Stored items
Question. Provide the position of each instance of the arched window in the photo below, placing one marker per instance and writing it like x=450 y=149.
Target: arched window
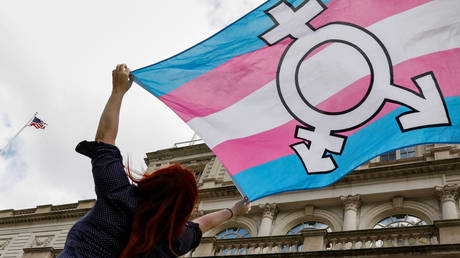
x=400 y=220
x=308 y=225
x=231 y=233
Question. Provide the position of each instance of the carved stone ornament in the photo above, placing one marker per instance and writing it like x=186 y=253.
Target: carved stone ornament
x=269 y=210
x=448 y=192
x=4 y=243
x=42 y=241
x=351 y=202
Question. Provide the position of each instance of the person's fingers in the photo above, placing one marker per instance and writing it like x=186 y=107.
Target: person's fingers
x=120 y=67
x=131 y=79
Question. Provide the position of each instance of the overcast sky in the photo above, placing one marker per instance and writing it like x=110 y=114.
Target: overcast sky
x=56 y=58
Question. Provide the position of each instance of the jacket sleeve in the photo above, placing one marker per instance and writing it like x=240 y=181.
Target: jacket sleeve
x=108 y=171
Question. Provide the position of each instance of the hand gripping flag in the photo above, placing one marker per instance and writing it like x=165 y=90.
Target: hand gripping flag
x=38 y=123
x=296 y=94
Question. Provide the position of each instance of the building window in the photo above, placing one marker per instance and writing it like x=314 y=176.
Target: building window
x=231 y=233
x=309 y=225
x=404 y=153
x=400 y=220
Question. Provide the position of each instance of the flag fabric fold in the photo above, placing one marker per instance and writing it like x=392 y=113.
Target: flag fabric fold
x=296 y=94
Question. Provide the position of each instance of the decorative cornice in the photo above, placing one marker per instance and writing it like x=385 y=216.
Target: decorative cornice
x=181 y=152
x=396 y=171
x=55 y=215
x=225 y=191
x=351 y=202
x=447 y=192
x=269 y=210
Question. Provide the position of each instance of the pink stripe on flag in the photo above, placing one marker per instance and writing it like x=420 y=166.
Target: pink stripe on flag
x=239 y=77
x=274 y=143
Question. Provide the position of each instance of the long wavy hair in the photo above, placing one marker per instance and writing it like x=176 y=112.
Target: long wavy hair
x=167 y=199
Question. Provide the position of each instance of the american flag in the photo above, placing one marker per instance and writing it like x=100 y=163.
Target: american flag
x=39 y=124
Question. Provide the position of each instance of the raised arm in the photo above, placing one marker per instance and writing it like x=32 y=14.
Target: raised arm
x=211 y=220
x=108 y=123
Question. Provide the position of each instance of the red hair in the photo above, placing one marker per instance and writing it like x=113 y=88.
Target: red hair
x=167 y=199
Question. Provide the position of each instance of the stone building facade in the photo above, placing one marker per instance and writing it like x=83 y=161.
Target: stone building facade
x=404 y=203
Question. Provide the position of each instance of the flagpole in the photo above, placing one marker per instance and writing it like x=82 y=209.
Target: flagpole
x=3 y=150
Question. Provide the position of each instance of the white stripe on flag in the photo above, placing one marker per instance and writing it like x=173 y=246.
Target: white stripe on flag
x=404 y=36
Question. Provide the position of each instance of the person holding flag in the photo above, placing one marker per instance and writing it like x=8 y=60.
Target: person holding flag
x=146 y=219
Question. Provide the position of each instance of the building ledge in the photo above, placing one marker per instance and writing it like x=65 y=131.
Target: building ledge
x=425 y=251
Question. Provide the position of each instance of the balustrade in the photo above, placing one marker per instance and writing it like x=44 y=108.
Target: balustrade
x=258 y=245
x=317 y=240
x=388 y=237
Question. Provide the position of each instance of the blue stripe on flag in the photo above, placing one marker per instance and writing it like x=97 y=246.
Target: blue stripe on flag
x=239 y=38
x=265 y=179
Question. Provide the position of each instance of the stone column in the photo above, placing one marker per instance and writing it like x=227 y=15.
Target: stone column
x=448 y=195
x=350 y=211
x=269 y=212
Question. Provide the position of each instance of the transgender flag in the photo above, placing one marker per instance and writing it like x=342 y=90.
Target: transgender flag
x=296 y=94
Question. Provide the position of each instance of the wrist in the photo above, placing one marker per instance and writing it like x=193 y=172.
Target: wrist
x=118 y=93
x=231 y=212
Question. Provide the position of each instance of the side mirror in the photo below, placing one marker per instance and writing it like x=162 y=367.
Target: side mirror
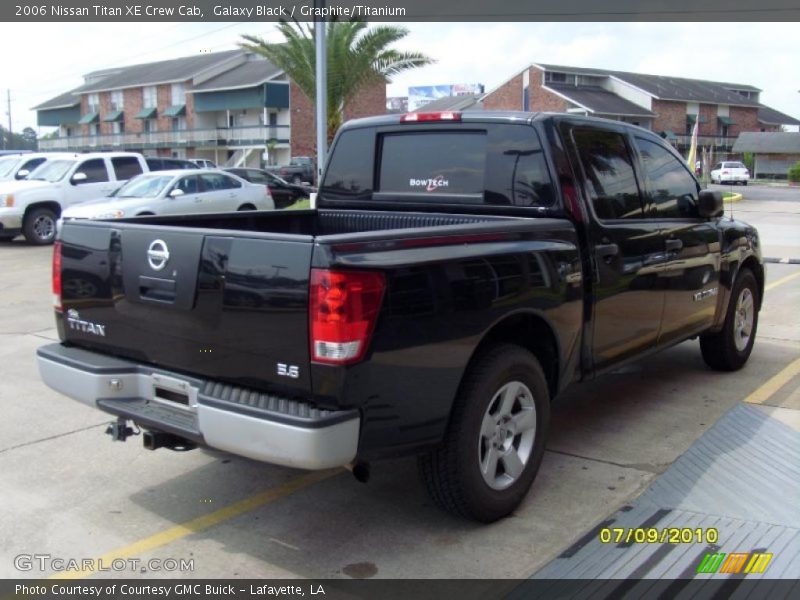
x=710 y=206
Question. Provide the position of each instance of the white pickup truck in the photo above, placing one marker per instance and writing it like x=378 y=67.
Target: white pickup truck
x=33 y=205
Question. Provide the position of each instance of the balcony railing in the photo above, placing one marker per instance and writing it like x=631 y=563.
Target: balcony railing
x=714 y=141
x=217 y=137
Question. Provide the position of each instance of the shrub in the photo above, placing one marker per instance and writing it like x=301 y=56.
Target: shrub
x=794 y=172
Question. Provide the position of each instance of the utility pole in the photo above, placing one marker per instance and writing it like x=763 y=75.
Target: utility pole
x=321 y=72
x=8 y=101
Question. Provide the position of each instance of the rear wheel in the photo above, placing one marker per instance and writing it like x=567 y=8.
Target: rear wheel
x=729 y=349
x=40 y=226
x=495 y=441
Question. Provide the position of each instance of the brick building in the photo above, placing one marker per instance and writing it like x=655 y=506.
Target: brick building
x=667 y=105
x=225 y=106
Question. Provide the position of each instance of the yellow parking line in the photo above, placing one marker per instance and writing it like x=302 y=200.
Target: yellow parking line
x=765 y=392
x=177 y=532
x=781 y=281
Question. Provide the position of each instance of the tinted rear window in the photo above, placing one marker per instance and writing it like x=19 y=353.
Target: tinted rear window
x=433 y=162
x=472 y=163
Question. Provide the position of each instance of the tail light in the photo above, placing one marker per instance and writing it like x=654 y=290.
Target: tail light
x=343 y=310
x=448 y=115
x=57 y=276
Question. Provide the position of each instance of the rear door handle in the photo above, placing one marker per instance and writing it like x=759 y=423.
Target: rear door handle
x=606 y=251
x=674 y=244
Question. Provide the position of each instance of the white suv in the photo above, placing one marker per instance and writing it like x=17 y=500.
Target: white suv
x=19 y=166
x=33 y=205
x=730 y=171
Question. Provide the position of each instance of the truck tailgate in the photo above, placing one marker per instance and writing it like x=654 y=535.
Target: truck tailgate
x=229 y=306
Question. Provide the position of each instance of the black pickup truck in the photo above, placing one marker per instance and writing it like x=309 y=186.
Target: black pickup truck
x=459 y=272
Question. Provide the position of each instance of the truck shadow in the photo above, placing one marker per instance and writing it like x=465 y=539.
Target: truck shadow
x=609 y=439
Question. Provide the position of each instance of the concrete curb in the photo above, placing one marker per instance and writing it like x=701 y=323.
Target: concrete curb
x=782 y=261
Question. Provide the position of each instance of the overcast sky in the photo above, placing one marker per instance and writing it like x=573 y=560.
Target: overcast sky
x=43 y=60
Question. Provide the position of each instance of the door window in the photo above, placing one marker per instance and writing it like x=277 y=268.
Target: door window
x=608 y=173
x=95 y=171
x=671 y=188
x=126 y=167
x=188 y=185
x=213 y=182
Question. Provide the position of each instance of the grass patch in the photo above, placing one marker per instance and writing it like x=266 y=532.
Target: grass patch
x=300 y=204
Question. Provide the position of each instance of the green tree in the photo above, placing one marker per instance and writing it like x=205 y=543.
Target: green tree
x=357 y=57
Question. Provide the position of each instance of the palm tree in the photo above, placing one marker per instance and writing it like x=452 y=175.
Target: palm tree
x=357 y=57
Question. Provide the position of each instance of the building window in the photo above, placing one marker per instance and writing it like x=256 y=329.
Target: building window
x=116 y=100
x=93 y=102
x=178 y=92
x=149 y=97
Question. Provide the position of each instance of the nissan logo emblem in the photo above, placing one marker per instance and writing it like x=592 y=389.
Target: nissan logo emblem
x=158 y=255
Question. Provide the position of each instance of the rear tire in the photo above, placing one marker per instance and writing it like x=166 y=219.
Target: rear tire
x=729 y=349
x=39 y=226
x=495 y=440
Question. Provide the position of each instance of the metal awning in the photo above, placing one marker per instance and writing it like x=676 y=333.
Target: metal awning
x=114 y=115
x=89 y=118
x=176 y=110
x=147 y=113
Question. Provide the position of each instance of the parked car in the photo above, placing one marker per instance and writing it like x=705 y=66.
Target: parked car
x=175 y=192
x=300 y=169
x=33 y=205
x=204 y=163
x=460 y=272
x=284 y=193
x=730 y=172
x=19 y=166
x=157 y=163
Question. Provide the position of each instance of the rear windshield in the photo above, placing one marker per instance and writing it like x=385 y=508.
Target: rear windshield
x=427 y=162
x=476 y=164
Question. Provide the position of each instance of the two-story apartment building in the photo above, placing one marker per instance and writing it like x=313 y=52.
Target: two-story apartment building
x=667 y=105
x=230 y=107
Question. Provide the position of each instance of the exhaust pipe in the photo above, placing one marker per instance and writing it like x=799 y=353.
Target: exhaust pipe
x=360 y=471
x=153 y=440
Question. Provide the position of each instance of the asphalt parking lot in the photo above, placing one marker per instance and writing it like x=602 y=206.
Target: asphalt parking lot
x=71 y=493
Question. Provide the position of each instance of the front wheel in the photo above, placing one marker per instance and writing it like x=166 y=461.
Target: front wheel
x=495 y=441
x=40 y=226
x=729 y=349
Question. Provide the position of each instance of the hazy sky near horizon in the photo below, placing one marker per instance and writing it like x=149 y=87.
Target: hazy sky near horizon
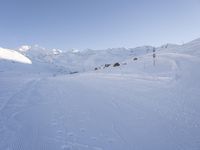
x=98 y=24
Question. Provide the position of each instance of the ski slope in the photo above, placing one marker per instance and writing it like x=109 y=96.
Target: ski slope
x=138 y=105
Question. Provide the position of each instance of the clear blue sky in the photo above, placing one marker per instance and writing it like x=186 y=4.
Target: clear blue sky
x=98 y=24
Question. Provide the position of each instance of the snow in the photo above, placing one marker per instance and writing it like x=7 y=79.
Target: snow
x=12 y=55
x=138 y=105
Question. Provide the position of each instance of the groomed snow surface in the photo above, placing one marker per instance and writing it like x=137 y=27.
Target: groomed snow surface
x=139 y=105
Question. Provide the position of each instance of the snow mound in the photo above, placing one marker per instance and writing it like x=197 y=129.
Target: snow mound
x=12 y=55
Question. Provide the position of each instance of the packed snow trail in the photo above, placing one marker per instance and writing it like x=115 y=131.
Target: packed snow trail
x=137 y=106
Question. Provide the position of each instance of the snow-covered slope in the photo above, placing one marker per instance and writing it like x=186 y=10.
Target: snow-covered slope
x=135 y=100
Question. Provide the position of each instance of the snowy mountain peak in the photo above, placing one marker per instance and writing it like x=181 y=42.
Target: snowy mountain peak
x=24 y=48
x=8 y=54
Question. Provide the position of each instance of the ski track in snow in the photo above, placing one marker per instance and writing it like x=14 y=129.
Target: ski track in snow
x=104 y=110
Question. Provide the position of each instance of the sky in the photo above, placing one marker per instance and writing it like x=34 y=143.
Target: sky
x=98 y=24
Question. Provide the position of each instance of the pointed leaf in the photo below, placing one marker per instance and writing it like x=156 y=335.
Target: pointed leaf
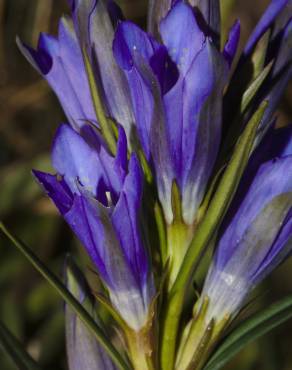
x=251 y=329
x=68 y=298
x=218 y=206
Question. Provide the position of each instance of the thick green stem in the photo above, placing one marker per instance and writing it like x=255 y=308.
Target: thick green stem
x=179 y=236
x=141 y=348
x=202 y=237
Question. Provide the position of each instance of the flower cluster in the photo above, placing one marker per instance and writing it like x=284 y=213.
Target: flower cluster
x=168 y=103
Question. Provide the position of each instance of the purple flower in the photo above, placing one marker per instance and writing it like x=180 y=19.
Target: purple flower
x=256 y=236
x=83 y=351
x=176 y=90
x=60 y=61
x=100 y=198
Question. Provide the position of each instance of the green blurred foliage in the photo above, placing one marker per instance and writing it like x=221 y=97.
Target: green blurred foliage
x=29 y=115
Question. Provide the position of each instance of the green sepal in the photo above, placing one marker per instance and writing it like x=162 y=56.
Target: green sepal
x=254 y=87
x=15 y=350
x=106 y=304
x=259 y=54
x=161 y=229
x=105 y=123
x=204 y=233
x=250 y=330
x=60 y=288
x=176 y=203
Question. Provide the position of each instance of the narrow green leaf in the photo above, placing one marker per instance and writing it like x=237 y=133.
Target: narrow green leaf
x=216 y=211
x=15 y=350
x=226 y=8
x=68 y=298
x=251 y=329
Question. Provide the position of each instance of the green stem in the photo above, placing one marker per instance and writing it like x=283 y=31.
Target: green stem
x=203 y=235
x=104 y=122
x=179 y=236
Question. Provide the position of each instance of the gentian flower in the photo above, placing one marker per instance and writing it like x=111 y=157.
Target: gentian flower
x=255 y=239
x=256 y=235
x=176 y=89
x=61 y=62
x=100 y=198
x=83 y=351
x=270 y=42
x=177 y=96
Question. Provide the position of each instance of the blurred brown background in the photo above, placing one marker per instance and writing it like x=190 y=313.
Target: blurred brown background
x=29 y=115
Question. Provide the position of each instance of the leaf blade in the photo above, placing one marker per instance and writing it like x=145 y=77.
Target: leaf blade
x=253 y=328
x=68 y=298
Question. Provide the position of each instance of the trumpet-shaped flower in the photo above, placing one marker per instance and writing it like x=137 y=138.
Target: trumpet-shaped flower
x=257 y=233
x=83 y=351
x=100 y=198
x=61 y=62
x=176 y=90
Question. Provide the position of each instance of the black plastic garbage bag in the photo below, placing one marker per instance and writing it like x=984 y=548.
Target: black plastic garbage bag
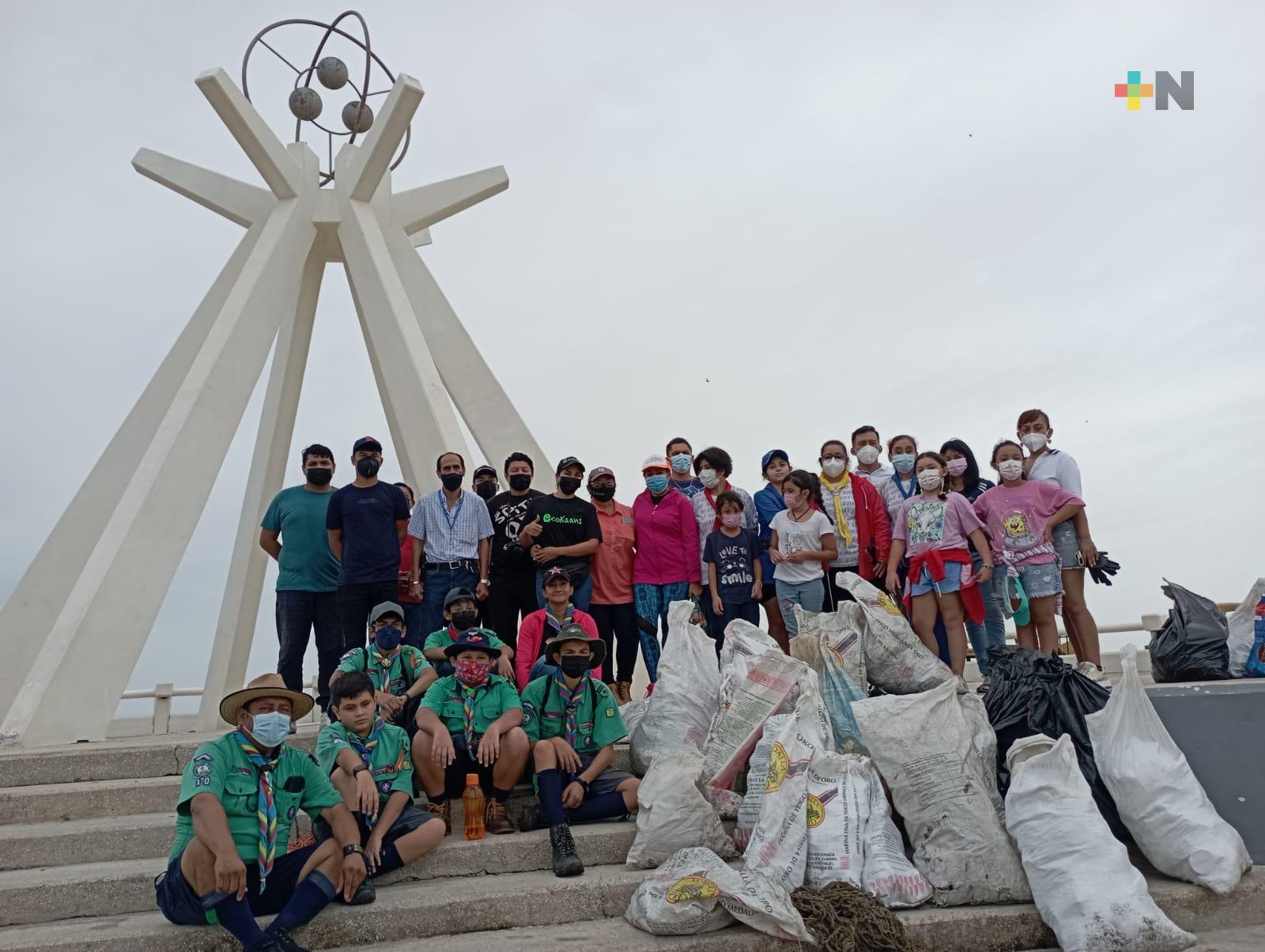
x=1193 y=644
x=1034 y=693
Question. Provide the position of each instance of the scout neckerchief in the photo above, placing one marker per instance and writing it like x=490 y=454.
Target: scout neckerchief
x=383 y=678
x=571 y=704
x=914 y=482
x=267 y=808
x=364 y=746
x=836 y=490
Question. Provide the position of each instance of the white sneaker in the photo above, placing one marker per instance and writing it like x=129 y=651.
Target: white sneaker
x=1093 y=672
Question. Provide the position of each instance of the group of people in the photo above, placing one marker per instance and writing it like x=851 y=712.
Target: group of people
x=474 y=636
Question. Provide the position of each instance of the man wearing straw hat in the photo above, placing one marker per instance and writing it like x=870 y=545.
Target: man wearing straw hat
x=238 y=800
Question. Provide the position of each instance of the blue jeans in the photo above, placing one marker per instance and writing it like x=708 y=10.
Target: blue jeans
x=651 y=606
x=580 y=598
x=992 y=632
x=436 y=585
x=299 y=613
x=806 y=595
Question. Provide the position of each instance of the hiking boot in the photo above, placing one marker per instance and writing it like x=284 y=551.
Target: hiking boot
x=531 y=818
x=281 y=941
x=497 y=819
x=567 y=861
x=364 y=894
x=444 y=810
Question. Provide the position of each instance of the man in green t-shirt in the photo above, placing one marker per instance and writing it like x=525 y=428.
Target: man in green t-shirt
x=461 y=612
x=238 y=800
x=370 y=765
x=470 y=723
x=400 y=674
x=294 y=532
x=572 y=720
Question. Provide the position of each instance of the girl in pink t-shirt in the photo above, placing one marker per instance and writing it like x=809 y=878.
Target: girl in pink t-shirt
x=934 y=528
x=1021 y=516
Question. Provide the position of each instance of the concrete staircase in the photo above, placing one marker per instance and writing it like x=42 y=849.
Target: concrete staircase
x=85 y=829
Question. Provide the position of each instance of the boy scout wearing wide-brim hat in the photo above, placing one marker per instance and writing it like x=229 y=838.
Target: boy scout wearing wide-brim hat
x=251 y=779
x=580 y=710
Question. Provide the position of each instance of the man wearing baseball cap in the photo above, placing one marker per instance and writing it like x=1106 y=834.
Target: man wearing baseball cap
x=238 y=800
x=367 y=522
x=471 y=723
x=562 y=531
x=572 y=720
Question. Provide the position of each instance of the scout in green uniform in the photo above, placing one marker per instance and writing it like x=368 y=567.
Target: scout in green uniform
x=237 y=804
x=461 y=612
x=368 y=764
x=400 y=674
x=572 y=720
x=470 y=723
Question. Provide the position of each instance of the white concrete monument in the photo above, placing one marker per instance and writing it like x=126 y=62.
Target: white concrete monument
x=80 y=617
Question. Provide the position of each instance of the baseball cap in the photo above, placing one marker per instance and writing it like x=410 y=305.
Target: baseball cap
x=455 y=595
x=385 y=608
x=768 y=457
x=655 y=463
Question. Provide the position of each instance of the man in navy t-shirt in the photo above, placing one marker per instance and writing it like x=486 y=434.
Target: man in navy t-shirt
x=367 y=522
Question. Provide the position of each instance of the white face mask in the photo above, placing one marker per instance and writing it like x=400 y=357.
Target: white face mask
x=1010 y=469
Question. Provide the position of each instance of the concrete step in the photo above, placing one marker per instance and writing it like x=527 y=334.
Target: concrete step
x=40 y=895
x=145 y=757
x=539 y=907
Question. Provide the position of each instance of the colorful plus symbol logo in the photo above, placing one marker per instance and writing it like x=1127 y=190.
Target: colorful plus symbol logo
x=1135 y=90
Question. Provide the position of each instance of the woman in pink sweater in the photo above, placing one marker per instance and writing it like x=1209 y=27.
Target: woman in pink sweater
x=668 y=566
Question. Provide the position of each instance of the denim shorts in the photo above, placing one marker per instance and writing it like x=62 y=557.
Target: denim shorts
x=950 y=583
x=1067 y=545
x=1039 y=581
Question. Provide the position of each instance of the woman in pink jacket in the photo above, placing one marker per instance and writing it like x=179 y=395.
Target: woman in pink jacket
x=667 y=566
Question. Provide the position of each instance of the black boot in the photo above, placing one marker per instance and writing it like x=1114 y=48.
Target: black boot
x=567 y=861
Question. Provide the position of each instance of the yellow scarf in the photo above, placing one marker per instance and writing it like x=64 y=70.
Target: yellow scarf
x=840 y=520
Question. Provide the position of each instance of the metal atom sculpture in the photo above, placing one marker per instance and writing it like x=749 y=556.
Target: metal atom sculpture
x=89 y=600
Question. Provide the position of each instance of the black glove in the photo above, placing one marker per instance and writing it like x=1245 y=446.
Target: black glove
x=1102 y=569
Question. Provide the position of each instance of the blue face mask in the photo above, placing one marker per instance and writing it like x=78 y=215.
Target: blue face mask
x=389 y=638
x=270 y=730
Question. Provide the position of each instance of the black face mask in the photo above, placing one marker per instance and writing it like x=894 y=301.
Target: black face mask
x=575 y=665
x=465 y=621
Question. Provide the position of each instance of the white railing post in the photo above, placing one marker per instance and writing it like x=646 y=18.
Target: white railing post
x=162 y=708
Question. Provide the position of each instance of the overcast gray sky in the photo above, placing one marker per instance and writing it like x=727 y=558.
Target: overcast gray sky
x=750 y=225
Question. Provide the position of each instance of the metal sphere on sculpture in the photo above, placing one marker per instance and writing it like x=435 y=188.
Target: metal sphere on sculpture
x=357 y=115
x=305 y=103
x=332 y=73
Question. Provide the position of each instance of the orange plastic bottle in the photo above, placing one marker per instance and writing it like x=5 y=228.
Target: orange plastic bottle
x=472 y=802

- EXERCISE DESCRIPTION
Retype exactly the lines of the data above that fall between the line with "like x=302 y=200." and the line with "Question. Provide the position of each instance of the rear door", inclusive, and add nothing.

- COMPLETED EXERCISE
Question. Provide the position of each instance of the yellow parking line in the photo above, placing one marker per instance and writing it like x=302 y=200.
Target: yellow parking line
x=765 y=392
x=177 y=532
x=781 y=281
Question. Provide the position of each instance of the tinted rear window in the photo above, placing one marker per instance and writing it like x=19 y=353.
Target: tinted rear window
x=433 y=162
x=472 y=163
Question. Provide the position of each instance of the tail light in the photo above, placing one marker per instance and writing it like x=654 y=290.
Target: tail light
x=343 y=310
x=448 y=115
x=57 y=276
Question. Provide the position of each instance of the rear door handle in the photo above, placing one marker per instance and writing it like x=759 y=423.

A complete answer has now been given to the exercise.